What you should do: Reproduce everything from the first of the lines below down to the line containing "46,64,138,170", both included and requests included, omitting the pictures. Scale each bounding-box coordinate in the answers by 2.45 and round to whole numbers, with halves rounded up, leaving every other number unchanged.

Excerpted data:

** begin **

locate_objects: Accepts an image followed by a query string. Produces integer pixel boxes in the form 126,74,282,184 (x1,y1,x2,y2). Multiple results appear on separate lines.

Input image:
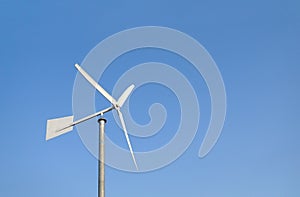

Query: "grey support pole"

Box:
98,118,106,197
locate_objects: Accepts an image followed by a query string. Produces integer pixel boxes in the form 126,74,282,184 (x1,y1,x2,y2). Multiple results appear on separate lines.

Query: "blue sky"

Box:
0,0,300,197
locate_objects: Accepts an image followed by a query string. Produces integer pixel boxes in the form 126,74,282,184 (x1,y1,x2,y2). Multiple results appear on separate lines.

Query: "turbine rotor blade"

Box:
118,84,134,107
116,109,138,170
75,64,117,106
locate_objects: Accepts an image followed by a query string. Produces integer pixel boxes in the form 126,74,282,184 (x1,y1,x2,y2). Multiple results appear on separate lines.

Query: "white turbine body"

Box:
46,64,138,169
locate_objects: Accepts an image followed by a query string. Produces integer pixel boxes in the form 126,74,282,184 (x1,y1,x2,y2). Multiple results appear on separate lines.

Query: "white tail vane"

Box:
46,64,138,170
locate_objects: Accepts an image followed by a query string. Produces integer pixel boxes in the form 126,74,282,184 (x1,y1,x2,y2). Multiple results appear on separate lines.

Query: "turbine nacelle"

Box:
46,64,138,169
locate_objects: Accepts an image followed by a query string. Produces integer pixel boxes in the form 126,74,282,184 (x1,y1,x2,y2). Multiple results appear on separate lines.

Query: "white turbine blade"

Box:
46,116,73,140
116,109,138,170
75,64,117,105
118,84,134,107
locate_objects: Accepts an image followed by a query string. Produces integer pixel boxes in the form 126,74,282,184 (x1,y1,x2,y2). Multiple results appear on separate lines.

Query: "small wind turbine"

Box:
46,64,138,197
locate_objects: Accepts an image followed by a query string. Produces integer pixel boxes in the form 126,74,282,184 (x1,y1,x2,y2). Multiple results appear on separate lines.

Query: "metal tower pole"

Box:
98,118,106,197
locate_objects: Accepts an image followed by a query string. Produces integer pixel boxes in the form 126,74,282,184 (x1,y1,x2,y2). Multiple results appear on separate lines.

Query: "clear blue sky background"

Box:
0,0,300,197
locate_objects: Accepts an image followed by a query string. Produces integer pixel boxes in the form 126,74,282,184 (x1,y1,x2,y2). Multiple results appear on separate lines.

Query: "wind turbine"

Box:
46,64,138,197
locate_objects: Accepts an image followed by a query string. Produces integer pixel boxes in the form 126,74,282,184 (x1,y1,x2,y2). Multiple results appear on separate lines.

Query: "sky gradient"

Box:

** end **

Written solution:
locate_objects: Accepts an image followed by a query string. Produces integer pixel boxes in the form 126,74,282,184 (x1,y1,x2,y2). Multiple results appear on separate lines.

Input image:

Query: "grey support pole"

Box:
240,289,260,483
locate_objects: Accepts an image followed by a query string. Produces integer pixel boxes in the form 126,74,282,184 (x1,y1,x2,y2). Multiple results appear on separate lines.

Query: "blue sky"

Box:
0,0,735,483
locate_objects: Accepts an image followed by a query string. Produces integer pixel boxes in the form 126,74,282,184 (x1,y1,x2,y2). Multiple results appear on separate lines.

Query: "turbine rotor blade"

Box:
289,206,328,262
284,267,338,417
184,157,287,260
locate_objects: Accepts an image followed by a query string. Produces integer pixel boxes in the form 126,74,282,184 (x1,y1,x2,y2). Multiple results appear on separate lines.

Query: "white turbine body"

Box:
113,157,338,414
locate_objects: Accepts an image followed by a query string. Produces integer pixel boxes in the form 126,74,282,184 (x1,y1,x2,y2). Multiple results appear on separate lines.

Query: "white tail vane"

Box:
113,157,338,417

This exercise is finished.